Given entries –
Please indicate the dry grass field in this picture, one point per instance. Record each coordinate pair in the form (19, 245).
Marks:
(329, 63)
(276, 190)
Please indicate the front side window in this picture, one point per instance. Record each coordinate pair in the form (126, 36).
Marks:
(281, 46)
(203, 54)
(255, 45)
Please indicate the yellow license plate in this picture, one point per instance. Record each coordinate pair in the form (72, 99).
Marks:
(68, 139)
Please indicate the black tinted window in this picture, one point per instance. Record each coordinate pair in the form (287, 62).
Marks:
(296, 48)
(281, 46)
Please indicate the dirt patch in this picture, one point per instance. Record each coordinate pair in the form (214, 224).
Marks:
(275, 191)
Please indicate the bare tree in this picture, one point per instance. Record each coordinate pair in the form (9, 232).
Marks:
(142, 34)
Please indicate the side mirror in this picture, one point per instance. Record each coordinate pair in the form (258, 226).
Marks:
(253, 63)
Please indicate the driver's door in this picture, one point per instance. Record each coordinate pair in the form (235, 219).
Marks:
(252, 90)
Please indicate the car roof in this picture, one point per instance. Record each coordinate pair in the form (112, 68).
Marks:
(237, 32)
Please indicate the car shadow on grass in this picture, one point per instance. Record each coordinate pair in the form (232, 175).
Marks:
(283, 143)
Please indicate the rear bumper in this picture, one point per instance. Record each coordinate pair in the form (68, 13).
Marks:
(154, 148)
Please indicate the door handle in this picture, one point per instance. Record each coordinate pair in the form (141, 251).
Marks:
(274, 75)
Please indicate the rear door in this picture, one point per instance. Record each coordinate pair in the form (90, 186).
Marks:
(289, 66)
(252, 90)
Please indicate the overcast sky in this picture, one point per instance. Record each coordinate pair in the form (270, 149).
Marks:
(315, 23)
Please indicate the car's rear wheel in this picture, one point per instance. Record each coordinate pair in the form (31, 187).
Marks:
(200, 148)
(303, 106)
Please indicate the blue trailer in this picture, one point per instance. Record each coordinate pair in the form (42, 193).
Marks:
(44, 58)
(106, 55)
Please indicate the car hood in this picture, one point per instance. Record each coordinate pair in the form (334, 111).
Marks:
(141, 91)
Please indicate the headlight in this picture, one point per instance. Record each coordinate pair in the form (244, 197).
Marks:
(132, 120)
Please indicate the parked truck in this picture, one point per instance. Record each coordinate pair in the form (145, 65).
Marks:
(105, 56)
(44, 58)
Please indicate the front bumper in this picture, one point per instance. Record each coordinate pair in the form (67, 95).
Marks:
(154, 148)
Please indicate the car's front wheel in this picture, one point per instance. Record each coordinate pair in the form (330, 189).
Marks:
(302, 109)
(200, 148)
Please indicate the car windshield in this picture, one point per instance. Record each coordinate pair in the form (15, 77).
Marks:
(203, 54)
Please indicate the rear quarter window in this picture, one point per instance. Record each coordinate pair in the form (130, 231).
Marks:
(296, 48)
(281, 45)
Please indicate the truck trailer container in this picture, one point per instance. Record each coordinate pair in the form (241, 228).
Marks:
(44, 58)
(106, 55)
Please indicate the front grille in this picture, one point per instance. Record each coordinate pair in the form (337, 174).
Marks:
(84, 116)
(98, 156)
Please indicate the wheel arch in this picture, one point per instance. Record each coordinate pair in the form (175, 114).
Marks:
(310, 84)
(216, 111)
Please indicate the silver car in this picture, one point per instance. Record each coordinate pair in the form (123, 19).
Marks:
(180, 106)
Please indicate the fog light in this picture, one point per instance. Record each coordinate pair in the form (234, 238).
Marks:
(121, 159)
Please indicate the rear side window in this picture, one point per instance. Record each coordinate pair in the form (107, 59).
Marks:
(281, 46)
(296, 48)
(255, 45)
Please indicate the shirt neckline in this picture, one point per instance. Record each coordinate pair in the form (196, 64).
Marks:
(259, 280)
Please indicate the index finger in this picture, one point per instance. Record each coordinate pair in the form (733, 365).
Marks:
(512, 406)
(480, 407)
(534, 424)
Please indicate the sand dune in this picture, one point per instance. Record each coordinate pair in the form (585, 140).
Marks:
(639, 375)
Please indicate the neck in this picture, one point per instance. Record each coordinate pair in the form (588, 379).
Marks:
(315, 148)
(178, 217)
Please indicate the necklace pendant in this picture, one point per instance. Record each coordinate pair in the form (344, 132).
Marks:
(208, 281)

Task prompt –
Search the entries for "grass" and copy each matching line.

Your solution –
Please indicate the dry grass field in this picture, one point per instance. Record each coordinate pair in the form (19, 245).
Please indicate the car shadow on grass in this picture, one point per instance. Record each coordinate pair in the form (232, 175).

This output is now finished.